(Beginning of RECORDS PROVIDED)

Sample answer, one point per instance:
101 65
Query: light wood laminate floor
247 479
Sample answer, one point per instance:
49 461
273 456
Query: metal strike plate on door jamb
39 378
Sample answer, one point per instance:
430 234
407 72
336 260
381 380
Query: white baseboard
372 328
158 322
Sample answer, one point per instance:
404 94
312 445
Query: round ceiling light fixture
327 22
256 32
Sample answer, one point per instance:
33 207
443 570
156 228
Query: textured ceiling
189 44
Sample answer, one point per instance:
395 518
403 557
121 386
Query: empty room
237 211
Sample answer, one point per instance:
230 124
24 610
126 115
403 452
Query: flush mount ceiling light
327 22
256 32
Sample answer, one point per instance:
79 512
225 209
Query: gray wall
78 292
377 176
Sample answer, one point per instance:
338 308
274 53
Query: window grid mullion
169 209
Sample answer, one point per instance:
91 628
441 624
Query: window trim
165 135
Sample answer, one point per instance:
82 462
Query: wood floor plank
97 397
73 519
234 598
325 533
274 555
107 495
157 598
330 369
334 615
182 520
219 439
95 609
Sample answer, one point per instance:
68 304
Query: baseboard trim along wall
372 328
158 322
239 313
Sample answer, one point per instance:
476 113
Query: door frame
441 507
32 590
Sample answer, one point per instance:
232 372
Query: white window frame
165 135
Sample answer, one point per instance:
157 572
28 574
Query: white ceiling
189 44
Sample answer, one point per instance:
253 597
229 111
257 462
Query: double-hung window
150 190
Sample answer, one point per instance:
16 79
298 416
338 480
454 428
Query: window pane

(End of RECORDS PROVIDED)

▸ TRY IT: The complete material should be output once more, word for word.

▸ YOUR SOLUTION:
Sample answer, one point per instance:
101 65
Query: light wood laminate floor
247 479
Sample answer, one point per instance:
49 461
273 456
Query: metal strike plate on door jamb
39 378
Sample answer, one point per instance:
430 234
407 72
336 260
381 380
Query: white baseboard
372 328
158 322
Sample answer, one point per instance:
404 94
312 445
Query: round ceiling light fixture
327 22
256 32
Sample answer, one point per instance:
33 207
443 570
156 228
Query: textured ceiling
189 44
Sample answer, one point per instance:
395 518
403 557
121 386
Query: empty room
237 211
Sample answer, one point per instance:
230 124
24 610
126 115
403 452
Query: flush mount ceiling light
327 22
256 32
Sample answer, one point per instance:
79 512
225 209
Query: gray wall
78 292
377 176
Sample answer, one point per instance:
338 308
274 53
Query: window grid mullion
169 209
Sample answer, one point per instance:
91 628
441 624
Query: window trim
165 135
Sample answer, one point per instance:
82 462
Query: wood floor plank
97 397
73 519
234 598
325 533
274 555
107 495
157 598
330 369
334 615
182 520
219 439
95 609
Sample answer, one point per instance:
68 304
Query: baseboard trim along wall
372 328
158 322
239 313
Sample answer, one point per instance:
476 113
Query: door frame
441 507
32 590
Sample answer, one point per instance:
232 372
Query: white window frame
165 135
Sample answer, one point per instance:
157 572
28 574
Query: white ceiling
189 44
Sample answer, one point per instance:
253 597
229 111
257 462
Query: double-hung window
150 190
Sample answer, one point per instance:
16 79
298 416
338 480
454 428
Query: window pane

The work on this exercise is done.